◆ Parts of the exercise ◆
- 1) Rewrite the paragraph of the needle-tempering thread that begins "Bruce; It's probably a reflectivity/emission problem" as a short bulleted list that keeps its main facts.
- 2) Pick up the needle-tempering thread after its final line and keep writing in the same style.

◆ Page extract ◆

=====

[TheForge] A different needle question

Peter Fels & Phoebe Palmer artgawk at thegrid.net
Thu Oct 24 00:36:23 EDT 2013


Bruce; It's probably a reflectivity/emission problem.
I suspect Mr Lang's simple approach is the most practical.
Take the plate of steel, grind the face clean,
heat to temper color and plop the needle on the plate
away from the fire. Then set it aside to cool.
Also, why draw the temper so far? 
My inclination would be to go for a dark straw yellow 
unless the alloy or carbon content are pretty extreme.
The main difficulty is the tiny cross section of a needle point.
It's going to instantly become the same temperature as the atmosphere around it.
Consequently, overheating , both during hardening as well as tempering,
presents a formidable challenge.

On Oct 22, 2013, at 3:44 PM, Bruce . wrote:

Good idea.  I tried it (using a griddle as the thermal mass).  Didn't
work.  I suspect poor heat transfer.

Bruce
NJ


On Tue, Oct 22, 2013 at 2:20 PM, Paul N <crosspein at sbcglobal.net> wrote:

> How about getting one of those cheap H-F non contact thermometers
> Then heat up something more massive to the desired temp and place the
> needles on there for 15 minutes or so?

=====

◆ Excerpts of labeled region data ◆
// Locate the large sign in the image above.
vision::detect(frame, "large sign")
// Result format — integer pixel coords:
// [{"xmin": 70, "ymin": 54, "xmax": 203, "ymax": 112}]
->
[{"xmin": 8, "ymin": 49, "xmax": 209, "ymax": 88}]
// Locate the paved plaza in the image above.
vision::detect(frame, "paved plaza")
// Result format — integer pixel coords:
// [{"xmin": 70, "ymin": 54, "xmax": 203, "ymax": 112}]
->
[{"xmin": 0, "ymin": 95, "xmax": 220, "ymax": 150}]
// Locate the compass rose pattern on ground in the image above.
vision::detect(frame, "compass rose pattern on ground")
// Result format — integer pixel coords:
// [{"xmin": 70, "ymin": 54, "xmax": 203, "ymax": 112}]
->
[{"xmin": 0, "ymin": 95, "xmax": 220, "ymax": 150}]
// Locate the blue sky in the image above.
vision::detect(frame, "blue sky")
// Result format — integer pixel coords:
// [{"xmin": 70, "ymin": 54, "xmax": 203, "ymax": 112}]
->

=====

◆ The responses ◆
- 1)
- The likely cause is a reflectivity/emission problem.
- Mr Lang's simple approach is probably the most practical: grind the face of a steel plate clean, heat it to temper color, put the needle on the plate away from the fire, and set it aside to cool.
- Drawing the temper that far may be unnecessary. A dark straw yellow should be enough unless the alloy or carbon content is quite extreme.
- The main difficulty is the needle point's tiny cross section, which instantly takes on the temperature of the surrounding air.
- As a result, overheating during both hardening and tempering is a formidable challenge.

- 2)
> 
> 
> **paul
> 
> Sent from my little tiny screen and keyboard. Any autocorrect errors are
> solely for your entertainment.
> 
>> On Oct 21, 2013, at 5:24 PM, "Bruce ." <freemab222 at gmail.com> wrote:
>> 
>> ​I am altering the eye shape of a few commercial needles.  They're too
>> brittle to work without normalizing, but onc​
>> ​e normalized, they bend just fine.
>> 
>> Now I need them hard again.  Well, dunking in water while at a red heat
>> works for that -- but leaves them more brittle than ever.
>> 
>> A tempering operation (to purple or blue, probably) is quite easy on a
>> chisel, but even SEEING the colors on a needle is a challenge.  For one
>> thing, there's no good surface to polish.
>> 
>> I've tried a couple methods, all without success -- my toaster over
> doesn't
>> get hot enough, like, maybe 450 F, despite what the dial says.   (520 F =
>> purple, 540 F = blue, 590 F = peacock, according to one reference.)  I
>> tried heating an iron griddle to these temperatures and leaving the
> needle
>> on it for about 5 minutes -- no luck.
>> 
>> I considered using a salt or solder bath, but find no appropriate salt
> and
>> that I'd need 80/20 to 85/15 lead/tin solder -- which is not readily
>> available -- to get a liquid bath of the right temperature.
>> 
>> I'm considering a sand bath or a furnace, using a thermocouple to monitor
>> temperature, but as you can see, this is getting increasingly complicated
>> for what should be a rather simple task.
>> 
>> Hence, I'm soliciting suggestions how to temper a needle.  Any notions?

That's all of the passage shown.